→ **TASK LIST**
A. In the Avalanche Zone passage, why do the cats favor the paper piles? Answer in one to three sentences.
B. Reproduce the part of the Avalanche Zone passage that opens with the words containing "Drifts are starting" and closes with "for all week.".
C. Answer the following about the Avalanche Zone passage:
(i) For how many years has the writer been this way?
(ii) What sound accompanies the cats' long, luxurious stretch?
(iii) Where does that stretch shove half a stack of current work?

→ **PASSAGE GIVEN**
++++++++++
Avalanche Zone

Drifts are starting to grow.

I usually work under threat of an avalanche. Paper mysteriously multiplies around my workspace. I swear it happens when my back is turned.

Left unchecked I could end up being buried alive in old to-do lists, obsolete outlines, expired discount coupons, unfiled receipts, illegible great ideas, envelopes with phone numbers I don’t recognize scrawled on the back, and that note I’ve been looking for all week.

The cats love it. They prefer the comfort of a nice cushy pile of paper to the unforgiving hardness of the desk itself.  There is also the feline delight that comes from a long, luxurious stretch that “inadvertently” shoves half a stack of current work down into the relatively inaccessible reaches behind the desk.  That is always accompanied by a soft sigh of satisfaction.

Eventually the piles grow until even I can’t stand it. A rapid and massive cleanup ensues. I’d like to say I actually deal with the paper but that is not usually the case. (Hey, I’ve been this way for 65 years, it’s not likely to change any time soon.)
++++++++++
→ **RECORD SET**
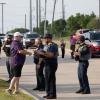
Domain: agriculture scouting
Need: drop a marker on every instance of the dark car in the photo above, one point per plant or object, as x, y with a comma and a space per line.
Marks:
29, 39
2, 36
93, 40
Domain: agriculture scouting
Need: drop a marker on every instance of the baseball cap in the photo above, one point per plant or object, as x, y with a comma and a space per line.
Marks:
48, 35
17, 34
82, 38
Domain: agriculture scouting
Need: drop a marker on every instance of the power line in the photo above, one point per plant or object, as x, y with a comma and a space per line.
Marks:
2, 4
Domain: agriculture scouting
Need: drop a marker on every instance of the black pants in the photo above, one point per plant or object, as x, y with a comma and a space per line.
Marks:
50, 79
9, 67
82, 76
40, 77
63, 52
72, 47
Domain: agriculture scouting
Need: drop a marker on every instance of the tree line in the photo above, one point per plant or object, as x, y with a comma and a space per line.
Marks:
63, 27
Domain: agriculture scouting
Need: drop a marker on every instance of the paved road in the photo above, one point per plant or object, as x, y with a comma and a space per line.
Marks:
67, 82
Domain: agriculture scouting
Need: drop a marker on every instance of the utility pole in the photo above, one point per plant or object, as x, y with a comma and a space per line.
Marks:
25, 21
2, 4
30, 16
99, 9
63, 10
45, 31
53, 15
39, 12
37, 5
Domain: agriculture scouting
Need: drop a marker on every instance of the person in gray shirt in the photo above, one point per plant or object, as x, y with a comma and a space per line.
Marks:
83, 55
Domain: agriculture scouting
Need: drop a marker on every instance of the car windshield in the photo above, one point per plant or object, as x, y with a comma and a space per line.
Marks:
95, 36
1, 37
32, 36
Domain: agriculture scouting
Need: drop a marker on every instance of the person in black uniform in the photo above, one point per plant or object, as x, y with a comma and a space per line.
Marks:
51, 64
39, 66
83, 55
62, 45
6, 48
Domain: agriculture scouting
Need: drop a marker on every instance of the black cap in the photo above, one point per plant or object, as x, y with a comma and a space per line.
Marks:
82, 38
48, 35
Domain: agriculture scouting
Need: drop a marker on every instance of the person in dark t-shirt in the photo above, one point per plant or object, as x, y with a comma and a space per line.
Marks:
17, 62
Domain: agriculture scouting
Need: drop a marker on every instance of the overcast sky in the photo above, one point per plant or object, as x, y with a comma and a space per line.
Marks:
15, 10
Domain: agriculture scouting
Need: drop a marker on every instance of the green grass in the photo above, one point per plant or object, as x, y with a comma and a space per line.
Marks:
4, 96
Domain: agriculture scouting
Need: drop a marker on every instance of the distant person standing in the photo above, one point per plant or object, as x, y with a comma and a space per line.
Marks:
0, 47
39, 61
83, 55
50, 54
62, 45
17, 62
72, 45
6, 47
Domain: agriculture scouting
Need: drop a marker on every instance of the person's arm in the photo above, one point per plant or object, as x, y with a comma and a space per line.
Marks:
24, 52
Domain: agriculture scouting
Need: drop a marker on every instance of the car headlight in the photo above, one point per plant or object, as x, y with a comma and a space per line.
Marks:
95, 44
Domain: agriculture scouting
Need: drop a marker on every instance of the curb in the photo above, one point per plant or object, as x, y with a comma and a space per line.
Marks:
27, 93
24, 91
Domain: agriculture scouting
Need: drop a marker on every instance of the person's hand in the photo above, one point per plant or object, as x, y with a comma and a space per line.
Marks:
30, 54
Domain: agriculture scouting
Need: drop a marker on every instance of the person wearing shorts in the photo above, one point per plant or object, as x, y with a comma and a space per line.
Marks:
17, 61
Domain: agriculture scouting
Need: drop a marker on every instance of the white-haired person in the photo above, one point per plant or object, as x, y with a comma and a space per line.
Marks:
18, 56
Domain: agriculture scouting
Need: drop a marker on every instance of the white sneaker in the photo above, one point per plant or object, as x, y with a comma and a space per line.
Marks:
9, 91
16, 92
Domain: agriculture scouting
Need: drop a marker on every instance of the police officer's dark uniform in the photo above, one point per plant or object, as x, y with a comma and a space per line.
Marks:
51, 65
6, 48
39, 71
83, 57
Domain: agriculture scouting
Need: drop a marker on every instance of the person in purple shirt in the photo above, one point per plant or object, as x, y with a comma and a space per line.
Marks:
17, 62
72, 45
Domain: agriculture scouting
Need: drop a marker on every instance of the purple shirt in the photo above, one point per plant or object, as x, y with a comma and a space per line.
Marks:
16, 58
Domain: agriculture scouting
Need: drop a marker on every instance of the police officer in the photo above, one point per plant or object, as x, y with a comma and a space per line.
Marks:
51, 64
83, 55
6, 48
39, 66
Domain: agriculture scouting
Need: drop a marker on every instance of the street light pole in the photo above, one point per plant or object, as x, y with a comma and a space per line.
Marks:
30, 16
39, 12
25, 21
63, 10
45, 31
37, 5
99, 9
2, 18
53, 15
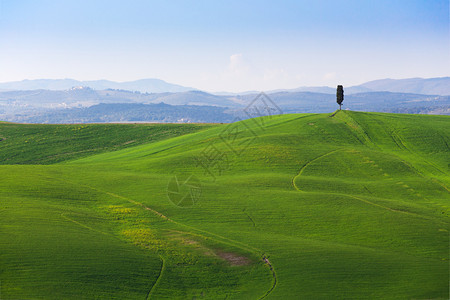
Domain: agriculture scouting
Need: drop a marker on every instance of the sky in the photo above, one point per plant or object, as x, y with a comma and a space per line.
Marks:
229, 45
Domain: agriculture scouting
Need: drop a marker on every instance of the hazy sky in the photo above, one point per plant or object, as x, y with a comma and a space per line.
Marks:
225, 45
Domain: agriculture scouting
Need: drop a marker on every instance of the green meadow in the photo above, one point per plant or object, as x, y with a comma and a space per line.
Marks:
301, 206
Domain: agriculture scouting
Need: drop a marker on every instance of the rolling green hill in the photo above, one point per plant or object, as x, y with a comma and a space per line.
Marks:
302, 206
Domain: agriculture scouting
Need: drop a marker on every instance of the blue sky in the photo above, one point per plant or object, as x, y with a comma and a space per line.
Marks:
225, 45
++++++++++
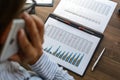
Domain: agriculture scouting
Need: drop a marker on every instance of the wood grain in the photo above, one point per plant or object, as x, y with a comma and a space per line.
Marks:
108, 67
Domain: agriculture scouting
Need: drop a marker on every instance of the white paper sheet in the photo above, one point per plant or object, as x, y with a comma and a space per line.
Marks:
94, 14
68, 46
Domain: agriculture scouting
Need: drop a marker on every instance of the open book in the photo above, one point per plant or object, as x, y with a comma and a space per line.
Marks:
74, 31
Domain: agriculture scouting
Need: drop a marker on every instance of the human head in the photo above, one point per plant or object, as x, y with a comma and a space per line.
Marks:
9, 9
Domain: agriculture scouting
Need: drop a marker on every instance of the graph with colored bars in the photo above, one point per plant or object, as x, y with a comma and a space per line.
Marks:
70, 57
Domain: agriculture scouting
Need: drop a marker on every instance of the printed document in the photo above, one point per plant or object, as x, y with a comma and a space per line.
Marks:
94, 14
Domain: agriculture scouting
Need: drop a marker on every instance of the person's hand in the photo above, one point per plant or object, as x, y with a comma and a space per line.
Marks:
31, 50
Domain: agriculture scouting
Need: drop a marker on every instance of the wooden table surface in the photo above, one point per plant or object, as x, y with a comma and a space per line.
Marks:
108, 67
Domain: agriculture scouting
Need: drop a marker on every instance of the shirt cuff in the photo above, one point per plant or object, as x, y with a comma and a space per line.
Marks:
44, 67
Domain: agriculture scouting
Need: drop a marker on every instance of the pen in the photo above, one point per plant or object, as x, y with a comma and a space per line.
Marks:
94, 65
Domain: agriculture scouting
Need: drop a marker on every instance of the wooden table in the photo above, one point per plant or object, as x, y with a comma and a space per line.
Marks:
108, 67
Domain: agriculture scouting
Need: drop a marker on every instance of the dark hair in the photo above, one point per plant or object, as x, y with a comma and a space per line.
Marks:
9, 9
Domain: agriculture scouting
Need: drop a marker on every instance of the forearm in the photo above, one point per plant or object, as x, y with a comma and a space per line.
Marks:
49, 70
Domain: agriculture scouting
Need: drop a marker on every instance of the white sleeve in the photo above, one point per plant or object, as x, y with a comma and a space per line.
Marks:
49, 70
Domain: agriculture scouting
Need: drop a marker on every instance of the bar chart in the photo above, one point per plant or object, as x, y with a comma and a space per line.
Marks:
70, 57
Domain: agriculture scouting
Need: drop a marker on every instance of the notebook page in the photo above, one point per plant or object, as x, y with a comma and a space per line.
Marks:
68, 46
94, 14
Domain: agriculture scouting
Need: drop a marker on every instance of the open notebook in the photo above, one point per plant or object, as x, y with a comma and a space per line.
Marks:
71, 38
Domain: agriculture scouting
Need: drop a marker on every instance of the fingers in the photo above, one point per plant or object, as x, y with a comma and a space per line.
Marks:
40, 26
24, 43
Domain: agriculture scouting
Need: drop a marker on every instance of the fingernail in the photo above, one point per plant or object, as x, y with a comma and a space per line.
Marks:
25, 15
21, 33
++++++++++
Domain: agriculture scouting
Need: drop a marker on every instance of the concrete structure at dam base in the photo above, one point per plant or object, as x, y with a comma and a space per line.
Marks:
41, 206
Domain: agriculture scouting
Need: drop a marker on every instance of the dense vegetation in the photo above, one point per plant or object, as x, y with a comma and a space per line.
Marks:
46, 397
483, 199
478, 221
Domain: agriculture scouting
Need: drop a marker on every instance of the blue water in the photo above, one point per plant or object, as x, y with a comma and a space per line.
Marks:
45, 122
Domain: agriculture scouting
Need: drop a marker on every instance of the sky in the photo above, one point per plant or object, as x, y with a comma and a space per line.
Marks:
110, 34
++++++++++
→ **SET OF ANSWERS**
A. The cats prefer the comfort of a nice, cushy pile of paper to the unforgiving hardness of the desk itself.

B.
Drifts are starting to grow.

I usually work under threat of an avalanche. Paper mysteriously multiplies around my workspace. I swear it happens when my back is turned.

Left unchecked I could end up being buried alive in old to-do lists, obsolete outlines, expired discount coupons, unfiled receipts, illegible great ideas, envelopes with phone numbers I don’t recognize scrawled on the back, and that note I’ve been looking for all week.

C.
(i) 65 years.
(ii) A soft sigh of satisfaction.
(iii) Down into the relatively inaccessible reaches behind the desk.